■ PAGE EXTRACT:

Conston singled out several GOP incumbents for praise. “Look at John James in Michigan, who’s raised a tremendous amount of money, and House Majority PAC has put in $7 million against him. Now, their candidate Carl Marlinga has no money to speak of, and they’re trying to make a race in one of the most cluttered markets in the country. And Rep. James, to his credit, has been able to put up close to 10,000 GRPs on Detroit broadcast this fall, because he established a really commanding financial position.”
Several others who are “doing what they need to do” include “Mike Lawler, for example, [who] continues to post $1.5 million quarters. Same with Michelle Steel, Juan Ciscomani. These are people who have established really impressive cash positions, and they’re all in tough races, because they’re always going to be in tough races. Then look at how Democrats aren’t even trying to beat incumbents like Brian Fitzpatrick or Young Kim” because of the work they’ve done. “Fitzpatrick is sitting in a Biden district, and they would be foolish to spend $1 against him. Young Kim is in a similar situation.”
Much of the House map will come down to races in New York and California. One of the trends Conston has seen first-hand since he took over CLF in 2019 is “a certain element of the states taking on their own political environment. You see it more in midterms, where these states all really have their own political environments. That’s generally not the case in a presidential. In this election, because so much of our map is in California and New York, and because Harris is underperforming and Trump is doing better, they do have a little bit of their own micro-environments.” This could play out to Republicans’ benefits as they defend incumbents like Lawler and D’Esposito in New York, as well as Reps. Mike Garcia and Steel in California, while also trying to oust Democrats like Rep. Pat Ryan in New York and flip Rep. Katie Porter’s open seat in California.
Despite the primacy that big blue states are playing in the battle for the House, Republicans are making plays into districts far bluer than Democrats are in their red counterparts. “Think about our map for a second,” Conston said. “Everyone talks about how our map is tight, and our map is very tight. We hold all sorts of seats that Biden won by double digits, or pretty close to that. On the other hand, where Democrats are ‘expanding’ the map, they’re expanding it into seats that Trump barely won, or won by a couple points, and they’re acting like it’s going into South Dakota.”

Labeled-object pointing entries
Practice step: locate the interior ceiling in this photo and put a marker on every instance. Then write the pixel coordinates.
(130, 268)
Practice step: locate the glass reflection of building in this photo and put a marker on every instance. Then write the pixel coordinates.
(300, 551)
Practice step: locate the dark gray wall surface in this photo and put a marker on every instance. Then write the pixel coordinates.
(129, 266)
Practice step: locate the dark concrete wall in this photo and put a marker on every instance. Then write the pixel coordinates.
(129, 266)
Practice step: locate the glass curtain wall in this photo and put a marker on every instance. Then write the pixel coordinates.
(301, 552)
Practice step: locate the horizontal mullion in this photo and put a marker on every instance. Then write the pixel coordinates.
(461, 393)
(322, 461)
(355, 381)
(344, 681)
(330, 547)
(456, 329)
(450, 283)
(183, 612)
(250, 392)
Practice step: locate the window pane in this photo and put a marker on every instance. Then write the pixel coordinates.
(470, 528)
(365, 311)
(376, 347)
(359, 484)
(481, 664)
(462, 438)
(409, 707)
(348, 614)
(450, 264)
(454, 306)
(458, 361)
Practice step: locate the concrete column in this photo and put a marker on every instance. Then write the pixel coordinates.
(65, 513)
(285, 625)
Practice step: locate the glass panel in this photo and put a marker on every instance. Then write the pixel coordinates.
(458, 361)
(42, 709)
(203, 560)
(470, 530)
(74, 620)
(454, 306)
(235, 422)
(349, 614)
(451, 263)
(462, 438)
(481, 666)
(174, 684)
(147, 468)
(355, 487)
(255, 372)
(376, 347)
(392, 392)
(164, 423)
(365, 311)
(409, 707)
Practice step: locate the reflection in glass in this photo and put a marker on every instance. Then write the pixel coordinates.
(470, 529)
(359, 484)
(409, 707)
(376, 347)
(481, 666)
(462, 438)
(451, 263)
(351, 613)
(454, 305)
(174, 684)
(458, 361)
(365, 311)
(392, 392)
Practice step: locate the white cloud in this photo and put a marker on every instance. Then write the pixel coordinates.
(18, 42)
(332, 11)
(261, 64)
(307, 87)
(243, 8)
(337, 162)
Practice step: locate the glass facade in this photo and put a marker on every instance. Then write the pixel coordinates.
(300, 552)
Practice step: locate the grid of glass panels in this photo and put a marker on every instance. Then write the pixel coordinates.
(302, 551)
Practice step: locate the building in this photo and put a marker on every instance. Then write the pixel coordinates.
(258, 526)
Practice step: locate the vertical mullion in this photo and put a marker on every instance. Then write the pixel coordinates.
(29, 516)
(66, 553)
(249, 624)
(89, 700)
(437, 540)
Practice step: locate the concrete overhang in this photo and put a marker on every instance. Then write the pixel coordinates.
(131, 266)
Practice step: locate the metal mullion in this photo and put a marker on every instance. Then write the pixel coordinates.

■ WORK TO COMPLETE:
A) Quote the House races excerpt starting at "Much of the" and ending at "seat in California.".
B) Answer these questions from the House races excerpt:
(i) How much has House Majority PAC put in against John James?
(ii) In what year did Conston take over CLF?
(iii) Whose open seat in California are Republicans trying to flip?
C) Write what comes next in the House races excerpt, picking up after its final sentence.
The material above is separate from the House races excerpt.

■ RESPONSES PER TASK:
A)
Much of the House map will come down to races in New York and California. One of the trends Conston has seen first-hand since he took over CLF in 2019 is “a certain element of the states taking on their own political environment. You see it more in midterms, where these states all really have their own political environments. That’s generally not the case in a presidential. In this election, because so much of our map is in California and New York, and because Harris is underperforming and Trump is doing better, they do have a little bit of their own micro-environments.” This could play out to Republicans’ benefits as they defend incumbents like Lawler and D’Esposito in New York, as well as Reps. Mike Garcia and Steel in California, while also trying to oust Democrats like Rep. Pat Ryan in New York and flip Rep. Katie Porter’s open seat in California.

B)
(i) $7 million
(ii) 2019
(iii) Rep. Katie Porter's

C)
“Their ability to play in our territory is much more limited than our ability to play in their territory,” he said. “We just hold a lot more seats in their territory, which makes the fight for the House inevitably very close. It’ll be a tight election the whole way. You’re dealing with a lot of close races, on both offense and defense. The one guarantee is it’ll be a small majority or minority, either way. For the rest of the decade, I think you’re looking at very tight margins in the House.”
The best political environment and fundraising numbers are meaningless if they’re going to lackluster candidates. Recruitment has been at the forefront of GOP efforts for several cycles, and Conston singled out “Derrick Anderson, Alison Esposito, Austin Theriault, Gabe Evans in Colorado, Laurie Buckhout in North Carolina, Rob Bresnahan, Ryan Mackenzie, and Tom Barrett” for praise. His expectations, however, are realistic. “We have a really solid recruiting class top to bottom, and we’re going to win a certain amount of offensive seats, and we will probably lose a certain amount of defensive seats. And there’s a group in the middle that we’ve just gotta win.”
With well under a month until the election, Conston is already thinking about what he needs to see on Election Day to know how things are going. “Some races that will be good tells are the New York seats, the open seats in Michigan, and Virginia. Virginia reports quickly. If we’re winning both Virginia races, then it’s going to be a great night. If we’re losing both Virginia races, then it’s going to be a very bad night, and I think that’ll tell you one way or the other.”
Conston’s advice for up-and-coming Republicans is that “whatever your job is, you want to be in a role that matters. When you’re in a big organization where you’re sort of stuck in the middle, you can get lost in the shuffle. Being in a place, wherever it is, where you are counted on, needed and held accountable. It makes you a heck of a lot better. You have to.”
Looking back on several successful cycles at CLF, Conston’s advice he wishes that he got in 2019 is simpler. “Have confidence that if you’re running the organization right, and your prospects are good, the resources will come.”
Below is a transcript of our interview with Congressional Leadership Fund president Dan Conston, lightly edited for clarity.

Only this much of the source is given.